*Aim of the exercise:* Rewrite the data below, from the line containing "of the striped" through the end of the data, with "pretty-printed" changed to "indented" and nothing else altered.

*Record list:*
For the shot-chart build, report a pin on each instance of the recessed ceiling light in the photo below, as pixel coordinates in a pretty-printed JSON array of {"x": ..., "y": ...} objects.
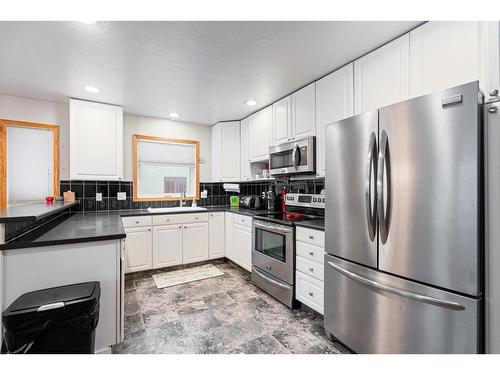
[{"x": 91, "y": 89}]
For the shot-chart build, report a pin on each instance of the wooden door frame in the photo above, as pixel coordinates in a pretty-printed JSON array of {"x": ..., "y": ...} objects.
[{"x": 3, "y": 154}]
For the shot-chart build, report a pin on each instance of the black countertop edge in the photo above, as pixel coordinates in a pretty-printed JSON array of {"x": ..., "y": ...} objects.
[
  {"x": 32, "y": 211},
  {"x": 318, "y": 224}
]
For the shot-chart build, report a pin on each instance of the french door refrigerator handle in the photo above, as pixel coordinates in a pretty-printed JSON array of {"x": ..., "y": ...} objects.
[
  {"x": 400, "y": 292},
  {"x": 370, "y": 161},
  {"x": 384, "y": 213}
]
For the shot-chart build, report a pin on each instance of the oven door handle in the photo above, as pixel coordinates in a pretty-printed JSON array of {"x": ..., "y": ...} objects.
[
  {"x": 274, "y": 282},
  {"x": 272, "y": 227}
]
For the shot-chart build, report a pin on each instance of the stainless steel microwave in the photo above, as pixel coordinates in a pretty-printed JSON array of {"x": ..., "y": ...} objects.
[{"x": 293, "y": 157}]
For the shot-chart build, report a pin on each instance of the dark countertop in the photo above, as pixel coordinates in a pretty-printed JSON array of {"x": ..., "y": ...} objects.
[
  {"x": 32, "y": 211},
  {"x": 92, "y": 226},
  {"x": 318, "y": 224}
]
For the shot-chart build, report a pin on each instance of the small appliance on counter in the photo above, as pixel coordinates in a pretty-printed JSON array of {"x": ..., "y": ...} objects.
[
  {"x": 246, "y": 201},
  {"x": 273, "y": 245}
]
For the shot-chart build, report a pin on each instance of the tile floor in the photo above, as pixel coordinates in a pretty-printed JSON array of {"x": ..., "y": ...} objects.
[{"x": 225, "y": 314}]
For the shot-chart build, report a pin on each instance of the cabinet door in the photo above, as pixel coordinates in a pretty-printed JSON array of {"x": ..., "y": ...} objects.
[
  {"x": 138, "y": 249},
  {"x": 167, "y": 245},
  {"x": 216, "y": 153},
  {"x": 334, "y": 102},
  {"x": 216, "y": 239},
  {"x": 242, "y": 246},
  {"x": 244, "y": 152},
  {"x": 304, "y": 112},
  {"x": 96, "y": 138},
  {"x": 282, "y": 121},
  {"x": 195, "y": 242},
  {"x": 230, "y": 138},
  {"x": 259, "y": 130},
  {"x": 228, "y": 228},
  {"x": 447, "y": 54},
  {"x": 382, "y": 77}
]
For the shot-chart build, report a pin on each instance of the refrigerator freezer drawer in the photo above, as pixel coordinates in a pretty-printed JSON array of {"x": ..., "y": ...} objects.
[{"x": 372, "y": 312}]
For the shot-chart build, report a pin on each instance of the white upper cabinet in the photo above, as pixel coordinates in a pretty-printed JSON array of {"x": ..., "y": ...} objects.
[
  {"x": 216, "y": 153},
  {"x": 294, "y": 116},
  {"x": 259, "y": 134},
  {"x": 244, "y": 150},
  {"x": 226, "y": 151},
  {"x": 96, "y": 141},
  {"x": 282, "y": 120},
  {"x": 447, "y": 54},
  {"x": 334, "y": 102},
  {"x": 382, "y": 77},
  {"x": 304, "y": 112}
]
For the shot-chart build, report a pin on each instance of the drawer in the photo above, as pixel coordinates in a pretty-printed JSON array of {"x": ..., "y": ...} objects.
[
  {"x": 311, "y": 236},
  {"x": 242, "y": 220},
  {"x": 136, "y": 221},
  {"x": 309, "y": 291},
  {"x": 180, "y": 218},
  {"x": 310, "y": 268},
  {"x": 310, "y": 252}
]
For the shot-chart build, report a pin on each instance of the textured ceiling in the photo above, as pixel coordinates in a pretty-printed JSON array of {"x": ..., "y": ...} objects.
[{"x": 203, "y": 70}]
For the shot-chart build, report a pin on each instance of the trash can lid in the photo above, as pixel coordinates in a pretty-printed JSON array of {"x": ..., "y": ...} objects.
[{"x": 68, "y": 294}]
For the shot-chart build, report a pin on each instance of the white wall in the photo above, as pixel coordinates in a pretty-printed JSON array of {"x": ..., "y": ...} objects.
[
  {"x": 22, "y": 109},
  {"x": 133, "y": 124}
]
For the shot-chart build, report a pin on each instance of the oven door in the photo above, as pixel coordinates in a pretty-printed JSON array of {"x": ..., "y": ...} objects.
[
  {"x": 272, "y": 249},
  {"x": 295, "y": 157}
]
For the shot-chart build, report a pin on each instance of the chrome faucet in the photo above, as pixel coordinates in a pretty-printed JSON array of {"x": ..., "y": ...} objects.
[{"x": 182, "y": 202}]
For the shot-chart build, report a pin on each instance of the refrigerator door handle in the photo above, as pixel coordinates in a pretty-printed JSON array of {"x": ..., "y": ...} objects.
[
  {"x": 384, "y": 213},
  {"x": 400, "y": 292},
  {"x": 371, "y": 210}
]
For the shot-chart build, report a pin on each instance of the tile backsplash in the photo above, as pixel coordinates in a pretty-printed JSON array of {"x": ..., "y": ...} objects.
[{"x": 85, "y": 192}]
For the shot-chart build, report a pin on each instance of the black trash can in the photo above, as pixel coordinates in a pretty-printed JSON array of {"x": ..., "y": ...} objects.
[{"x": 55, "y": 320}]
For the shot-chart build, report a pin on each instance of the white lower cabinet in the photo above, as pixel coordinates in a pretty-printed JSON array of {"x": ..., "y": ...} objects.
[
  {"x": 167, "y": 245},
  {"x": 310, "y": 250},
  {"x": 195, "y": 242},
  {"x": 216, "y": 238},
  {"x": 138, "y": 249}
]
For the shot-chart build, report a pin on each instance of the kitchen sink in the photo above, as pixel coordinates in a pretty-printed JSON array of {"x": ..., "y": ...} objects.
[{"x": 176, "y": 209}]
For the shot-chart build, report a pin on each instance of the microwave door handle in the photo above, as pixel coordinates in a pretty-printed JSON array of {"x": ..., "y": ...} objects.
[
  {"x": 397, "y": 291},
  {"x": 384, "y": 208},
  {"x": 296, "y": 156},
  {"x": 371, "y": 210}
]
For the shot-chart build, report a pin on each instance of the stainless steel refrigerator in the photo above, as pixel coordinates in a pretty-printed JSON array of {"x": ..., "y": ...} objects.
[{"x": 404, "y": 226}]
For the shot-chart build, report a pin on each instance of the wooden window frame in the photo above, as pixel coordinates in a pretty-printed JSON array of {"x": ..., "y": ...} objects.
[
  {"x": 3, "y": 154},
  {"x": 135, "y": 139}
]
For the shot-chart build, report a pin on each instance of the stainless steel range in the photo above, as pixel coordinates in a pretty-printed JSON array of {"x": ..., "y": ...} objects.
[{"x": 273, "y": 245}]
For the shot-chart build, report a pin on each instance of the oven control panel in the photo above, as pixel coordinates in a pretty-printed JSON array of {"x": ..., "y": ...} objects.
[{"x": 305, "y": 200}]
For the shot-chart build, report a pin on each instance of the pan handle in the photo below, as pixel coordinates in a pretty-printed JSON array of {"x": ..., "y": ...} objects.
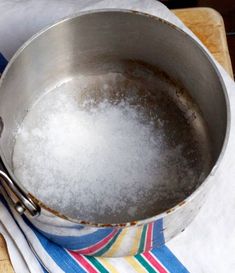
[{"x": 22, "y": 203}]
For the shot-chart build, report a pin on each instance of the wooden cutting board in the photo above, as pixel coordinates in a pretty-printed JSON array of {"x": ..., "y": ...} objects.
[{"x": 208, "y": 25}]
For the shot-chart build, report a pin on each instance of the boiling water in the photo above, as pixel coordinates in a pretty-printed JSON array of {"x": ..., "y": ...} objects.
[{"x": 106, "y": 154}]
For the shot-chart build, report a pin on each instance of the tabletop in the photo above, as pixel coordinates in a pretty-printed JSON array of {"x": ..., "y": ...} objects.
[{"x": 208, "y": 25}]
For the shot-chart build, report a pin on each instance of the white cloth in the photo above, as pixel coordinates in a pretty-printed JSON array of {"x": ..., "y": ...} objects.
[{"x": 208, "y": 244}]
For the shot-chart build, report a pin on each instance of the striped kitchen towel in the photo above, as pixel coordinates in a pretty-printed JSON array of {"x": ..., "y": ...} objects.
[
  {"x": 207, "y": 245},
  {"x": 46, "y": 256}
]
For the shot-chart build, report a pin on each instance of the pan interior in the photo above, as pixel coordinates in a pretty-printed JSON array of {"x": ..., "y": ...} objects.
[{"x": 117, "y": 144}]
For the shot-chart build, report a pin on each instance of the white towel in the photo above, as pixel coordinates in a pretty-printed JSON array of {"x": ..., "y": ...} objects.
[{"x": 208, "y": 244}]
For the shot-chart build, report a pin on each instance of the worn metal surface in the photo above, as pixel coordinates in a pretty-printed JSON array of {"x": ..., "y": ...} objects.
[{"x": 70, "y": 47}]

*Answer to the exercise:*
For the shot-chart build, report a pin on each instance of the striped kitchen towel in the photo above, as pixel coordinates in a indented JSON array of {"x": ..., "y": ...} objects.
[
  {"x": 207, "y": 245},
  {"x": 46, "y": 256}
]
For the shot-chart build, report a pin on each instance of the pan interior in the photo above, as pixel coordinates in a indented JSON array of {"x": ..., "y": ...} objects.
[{"x": 117, "y": 144}]
For the shot-chart build, report a pin on each instance of the white towel in the photo above, as pixel coordinates in a indented JSON array of {"x": ..., "y": ...} objects.
[{"x": 208, "y": 244}]
For the shot-chart build, report a pin on each instance of the worn metal surface in the photo above, as pixel coordinates in a indented JSON array of {"x": ..., "y": ...} objects.
[{"x": 70, "y": 47}]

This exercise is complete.